**WHAT YOU HAVE TO DO**. Change "positive" to "foreground" throughout the items below, keeping every other line the same. Omit the pictures from your rewritten version.

***** ENTRIES SUPPLIED

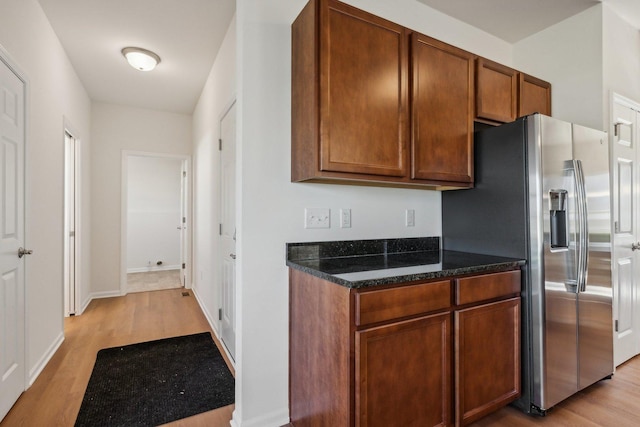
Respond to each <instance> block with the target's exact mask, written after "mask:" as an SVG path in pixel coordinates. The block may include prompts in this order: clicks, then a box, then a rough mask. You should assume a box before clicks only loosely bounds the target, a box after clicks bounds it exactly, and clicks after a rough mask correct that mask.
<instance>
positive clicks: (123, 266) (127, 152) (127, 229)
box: [120, 150, 192, 295]
mask: <svg viewBox="0 0 640 427" xmlns="http://www.w3.org/2000/svg"><path fill="white" fill-rule="evenodd" d="M133 156H135V157H155V158H171V159H177V160H181V161H182V163H183V167H184V170H185V171H186V172H187V176H186V178H187V180H186V187H187V191H186V193H187V194H186V197H185V200H184V201H182V203H183V204H184V206H181V209H182V208H183V207H186V211H187V222H186V223H187V231H186V233H185V240H186V242H185V244H184V249H185V252H186V253H184V254H183V255H181V257H182V258H184V260H185V263H186V268H185V277H186V279H185V282H186V283H185V284H184V287H185V289H190V288H191V269H192V265H191V264H192V263H191V239H192V227H191V224H192V221H191V194H192V188H191V179H190V177H191V156H189V155H187V154H166V153H154V152H149V151H130V150H123V151H122V160H121V162H122V177H121V181H120V186H121V187H120V188H121V190H120V207H121V209H120V295H125V294H126V293H127V231H128V221H127V212H128V196H129V190H128V179H129V173H128V167H129V166H128V159H129V157H133ZM181 179H182V178H181ZM180 185H181V186H182V185H183V184H182V182H181V183H180ZM180 246H181V248H180V251H181V252H182V251H183V248H182V245H180Z"/></svg>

**********

**RESPONSE TO THE EXERCISE**.
Respond to each <instance> block with the target's exact mask, written after "mask:" as an SVG path in pixel coordinates. The block may include prompts in this order: clicks, then a box, then a rough mask. You should assume a box before clicks only loosely bounds the target, a box after clicks bounds it exactly, and clicks after a rough mask correct that mask.
<instance>
foreground clicks: (123, 266) (127, 152) (127, 229)
box: [120, 150, 192, 295]
mask: <svg viewBox="0 0 640 427" xmlns="http://www.w3.org/2000/svg"><path fill="white" fill-rule="evenodd" d="M133 156H135V157H155V158H171V159H177V160H181V161H182V163H183V167H184V170H185V171H186V172H187V176H186V178H187V180H186V187H187V191H186V193H187V194H186V197H185V200H184V201H182V203H183V204H184V206H181V209H182V208H183V207H186V211H187V222H186V223H187V231H186V233H185V240H186V242H185V244H184V249H185V252H186V253H184V254H183V255H181V257H182V258H184V260H185V263H186V268H185V277H186V279H185V282H186V283H185V284H184V287H185V289H190V288H191V269H192V265H191V264H192V263H191V239H192V227H191V224H192V221H191V194H192V188H191V179H190V177H191V156H189V155H187V154H166V153H154V152H149V151H130V150H123V151H122V160H121V162H122V177H121V181H120V186H121V187H120V188H121V190H120V207H121V209H120V295H125V294H126V293H127V231H128V221H127V212H128V196H129V190H128V179H129V173H128V167H129V166H128V159H129V157H133ZM181 179H182V178H181ZM180 185H181V186H182V185H183V184H182V182H181V183H180ZM180 246H181V248H180V251H181V252H182V251H183V248H182V245H180Z"/></svg>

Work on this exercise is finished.